WHAT TO DO
Reproduce every one of the entries below word for word, without changing anything.

---

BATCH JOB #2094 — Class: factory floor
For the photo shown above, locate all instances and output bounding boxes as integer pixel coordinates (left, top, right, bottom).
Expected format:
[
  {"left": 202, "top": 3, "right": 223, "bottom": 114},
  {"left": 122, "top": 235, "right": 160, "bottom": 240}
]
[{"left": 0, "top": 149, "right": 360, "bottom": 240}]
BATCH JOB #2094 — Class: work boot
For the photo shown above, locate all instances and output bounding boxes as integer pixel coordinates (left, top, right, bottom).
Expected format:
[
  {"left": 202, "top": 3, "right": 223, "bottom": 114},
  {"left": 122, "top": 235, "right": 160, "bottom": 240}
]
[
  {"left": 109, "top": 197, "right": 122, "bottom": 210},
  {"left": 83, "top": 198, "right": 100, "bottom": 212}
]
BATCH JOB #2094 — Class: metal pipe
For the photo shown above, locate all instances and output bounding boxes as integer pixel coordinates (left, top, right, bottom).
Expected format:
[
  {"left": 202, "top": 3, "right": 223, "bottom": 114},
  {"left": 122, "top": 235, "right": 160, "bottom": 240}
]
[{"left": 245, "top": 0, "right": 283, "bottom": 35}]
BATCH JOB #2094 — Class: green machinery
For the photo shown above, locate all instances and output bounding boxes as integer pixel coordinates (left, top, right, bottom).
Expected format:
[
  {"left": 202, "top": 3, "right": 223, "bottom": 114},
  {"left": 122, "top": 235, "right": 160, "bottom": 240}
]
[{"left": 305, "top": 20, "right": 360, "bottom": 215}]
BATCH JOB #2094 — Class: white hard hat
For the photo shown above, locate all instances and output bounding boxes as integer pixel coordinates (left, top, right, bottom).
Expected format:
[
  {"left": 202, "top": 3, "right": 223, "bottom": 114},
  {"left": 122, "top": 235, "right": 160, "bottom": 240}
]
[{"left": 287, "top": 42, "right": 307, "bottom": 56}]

---

WRITTEN RESPONSE
BATCH JOB #2094 — Class: factory floor
For the photo shown above, locate all instances and output bounding boxes as integer pixel coordinates (left, top, right, bottom).
Expected format:
[
  {"left": 202, "top": 3, "right": 223, "bottom": 114},
  {"left": 122, "top": 235, "right": 160, "bottom": 240}
]
[{"left": 0, "top": 149, "right": 360, "bottom": 240}]
BATCH JOB #2094 — Class: work boot
For the photo shown above, locate all instances and output bounding boxes as integer pixel coordinates (left, top, right, bottom).
Expected format:
[
  {"left": 202, "top": 3, "right": 223, "bottom": 114},
  {"left": 122, "top": 235, "right": 160, "bottom": 240}
]
[
  {"left": 109, "top": 197, "right": 122, "bottom": 210},
  {"left": 83, "top": 198, "right": 100, "bottom": 212}
]
BATCH JOB #2094 — Class: metal pipe
For the photo shown above, locate all instances and output bounding boxes as integer pixel coordinates (left, top, right, bottom).
Expected format:
[
  {"left": 202, "top": 3, "right": 223, "bottom": 114},
  {"left": 122, "top": 235, "right": 160, "bottom": 240}
]
[{"left": 245, "top": 0, "right": 283, "bottom": 35}]
BATCH JOB #2094 — Class: green machinery
For the photo shown above, locate all instances and output bounding boxes as integer pixel coordinates (left, top, right, bottom).
Expected format:
[
  {"left": 202, "top": 3, "right": 223, "bottom": 114},
  {"left": 122, "top": 235, "right": 160, "bottom": 240}
]
[{"left": 305, "top": 20, "right": 360, "bottom": 215}]
BATCH JOB #2094 — Class: white hard hat
For the photo shown above, locate all instances and output bounding boxes as integer pixel coordinates (left, top, right, bottom).
Expected format:
[
  {"left": 202, "top": 3, "right": 223, "bottom": 114},
  {"left": 122, "top": 235, "right": 160, "bottom": 240}
]
[{"left": 287, "top": 42, "right": 307, "bottom": 56}]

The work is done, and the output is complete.